OBJECTIVE: Exact copies are required of the lines from the line containing "Pest-scouting request: point out the black wristwatch" through the final line of the listing, both included, and of no other lines.

DATA SHOWN:
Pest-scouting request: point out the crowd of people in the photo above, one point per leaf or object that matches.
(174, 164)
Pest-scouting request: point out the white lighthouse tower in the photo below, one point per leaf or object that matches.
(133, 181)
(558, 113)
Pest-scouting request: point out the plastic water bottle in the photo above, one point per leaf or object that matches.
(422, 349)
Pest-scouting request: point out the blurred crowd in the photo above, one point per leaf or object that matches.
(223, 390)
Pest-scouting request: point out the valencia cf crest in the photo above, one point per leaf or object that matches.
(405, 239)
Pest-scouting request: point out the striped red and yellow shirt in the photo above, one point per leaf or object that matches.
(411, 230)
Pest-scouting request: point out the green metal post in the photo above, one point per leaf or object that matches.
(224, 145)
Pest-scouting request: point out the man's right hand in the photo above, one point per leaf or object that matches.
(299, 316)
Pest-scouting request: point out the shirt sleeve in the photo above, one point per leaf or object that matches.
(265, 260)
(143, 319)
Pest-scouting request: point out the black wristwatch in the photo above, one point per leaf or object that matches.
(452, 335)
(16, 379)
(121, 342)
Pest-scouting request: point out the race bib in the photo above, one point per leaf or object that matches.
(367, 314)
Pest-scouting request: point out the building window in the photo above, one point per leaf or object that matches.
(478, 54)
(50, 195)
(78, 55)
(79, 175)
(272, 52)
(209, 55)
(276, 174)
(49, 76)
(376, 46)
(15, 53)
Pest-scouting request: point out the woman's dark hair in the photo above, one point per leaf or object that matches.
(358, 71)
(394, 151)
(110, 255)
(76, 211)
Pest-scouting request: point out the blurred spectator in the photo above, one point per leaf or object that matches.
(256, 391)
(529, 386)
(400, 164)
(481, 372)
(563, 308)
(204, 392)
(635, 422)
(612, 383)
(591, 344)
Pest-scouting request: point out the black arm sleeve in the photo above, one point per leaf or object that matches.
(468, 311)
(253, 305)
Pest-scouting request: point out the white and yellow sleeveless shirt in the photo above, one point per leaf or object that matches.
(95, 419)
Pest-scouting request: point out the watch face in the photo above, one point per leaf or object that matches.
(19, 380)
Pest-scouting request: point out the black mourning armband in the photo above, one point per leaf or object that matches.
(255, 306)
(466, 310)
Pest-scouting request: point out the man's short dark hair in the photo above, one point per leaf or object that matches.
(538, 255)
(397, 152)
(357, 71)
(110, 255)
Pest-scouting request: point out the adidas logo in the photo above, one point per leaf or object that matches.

EXERCISE RESULT:
Pest-scouting request: point out the black wristwatch in the photo above, one point per leaf or object that matches.
(452, 335)
(16, 379)
(121, 342)
Pest-scouting request: point out the race bib in the photo above, one point per leaf or object that matches.
(367, 314)
Pest-scouting request: point out the building window in the photo above, one point per leaf or object that matches.
(478, 54)
(50, 195)
(78, 55)
(79, 175)
(272, 52)
(209, 55)
(276, 174)
(49, 76)
(376, 46)
(15, 53)
Pest-scouting request: point out the woman's dark hair in the photo above, one point per leaf or object that matches.
(358, 71)
(394, 151)
(110, 255)
(76, 211)
Pest-scouting request: point out the blurred spectator in the photo above, one point per leaf or object that matches.
(256, 391)
(529, 386)
(400, 164)
(481, 372)
(563, 308)
(204, 392)
(635, 422)
(612, 383)
(591, 344)
Pest-scouting request: point out the black arm sleeve in the photo above, one point per leaf or object that matches.
(468, 311)
(253, 305)
Pest-scouting request: point out the white and yellow sleeveless shirt in the photo above, one point per leaf or object that matches.
(95, 419)
Pest-scouting request: point out the watch face in the photo above, one point per leaf or object that matches.
(19, 380)
Pest-scouting request: point out the black mourning armband in the photo above, one point per leaf or object that matches.
(255, 306)
(466, 310)
Pest-scouting request: point out the man's short dark hair in the photo above, one point per leaf or object that matches.
(538, 255)
(397, 152)
(357, 71)
(110, 255)
Pest-scouting request: point out the adidas logo in the photo above, one point per leaf or object that matches.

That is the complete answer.